Problem to solve:
I need the number of lines in the data that contain the word "barrier", and nothing beyond it.

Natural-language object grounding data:
────────

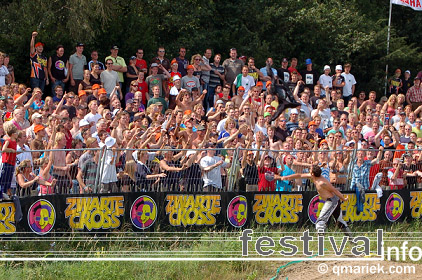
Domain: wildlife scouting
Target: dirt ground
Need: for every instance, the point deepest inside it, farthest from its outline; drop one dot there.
(309, 271)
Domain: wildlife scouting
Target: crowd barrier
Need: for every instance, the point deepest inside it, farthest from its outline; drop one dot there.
(240, 173)
(149, 211)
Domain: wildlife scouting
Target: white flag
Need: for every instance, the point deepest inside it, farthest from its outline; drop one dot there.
(414, 4)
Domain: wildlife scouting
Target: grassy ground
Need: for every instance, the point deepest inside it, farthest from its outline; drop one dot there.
(209, 243)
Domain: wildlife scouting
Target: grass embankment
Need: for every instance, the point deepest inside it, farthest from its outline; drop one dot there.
(174, 244)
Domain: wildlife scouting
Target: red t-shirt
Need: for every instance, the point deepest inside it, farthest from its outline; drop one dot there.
(263, 183)
(141, 64)
(143, 87)
(10, 158)
(172, 74)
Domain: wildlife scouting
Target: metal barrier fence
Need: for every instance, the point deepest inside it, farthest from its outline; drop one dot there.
(115, 170)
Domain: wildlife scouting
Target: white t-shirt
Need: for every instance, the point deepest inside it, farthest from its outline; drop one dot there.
(350, 81)
(212, 177)
(247, 83)
(3, 73)
(325, 80)
(90, 117)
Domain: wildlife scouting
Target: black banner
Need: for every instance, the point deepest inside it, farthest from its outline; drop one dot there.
(148, 211)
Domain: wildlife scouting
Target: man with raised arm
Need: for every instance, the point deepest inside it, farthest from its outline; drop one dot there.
(329, 194)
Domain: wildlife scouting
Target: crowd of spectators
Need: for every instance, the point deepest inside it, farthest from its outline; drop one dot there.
(132, 125)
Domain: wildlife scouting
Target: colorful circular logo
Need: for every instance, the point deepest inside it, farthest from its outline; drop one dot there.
(314, 208)
(59, 65)
(143, 212)
(41, 217)
(237, 211)
(394, 207)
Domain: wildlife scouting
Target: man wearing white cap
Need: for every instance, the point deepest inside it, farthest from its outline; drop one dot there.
(325, 80)
(338, 79)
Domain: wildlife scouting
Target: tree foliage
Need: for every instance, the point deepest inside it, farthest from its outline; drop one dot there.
(328, 31)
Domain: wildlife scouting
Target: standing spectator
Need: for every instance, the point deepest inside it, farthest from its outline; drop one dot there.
(110, 79)
(77, 63)
(414, 94)
(350, 83)
(10, 79)
(338, 79)
(57, 69)
(266, 77)
(141, 64)
(205, 77)
(161, 60)
(8, 159)
(283, 72)
(119, 64)
(182, 62)
(244, 80)
(132, 72)
(217, 77)
(190, 81)
(309, 75)
(395, 83)
(60, 169)
(407, 83)
(94, 60)
(156, 79)
(109, 174)
(39, 76)
(325, 80)
(211, 166)
(232, 66)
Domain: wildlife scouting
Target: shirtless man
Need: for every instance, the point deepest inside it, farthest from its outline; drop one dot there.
(329, 194)
(60, 169)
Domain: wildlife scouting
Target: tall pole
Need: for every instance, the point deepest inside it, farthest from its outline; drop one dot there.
(388, 47)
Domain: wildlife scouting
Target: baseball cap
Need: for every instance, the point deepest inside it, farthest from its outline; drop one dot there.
(36, 115)
(102, 91)
(83, 122)
(38, 128)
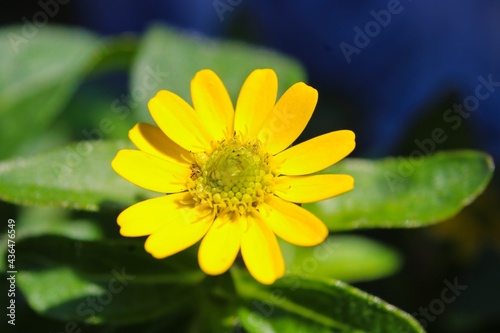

────────

Task output:
2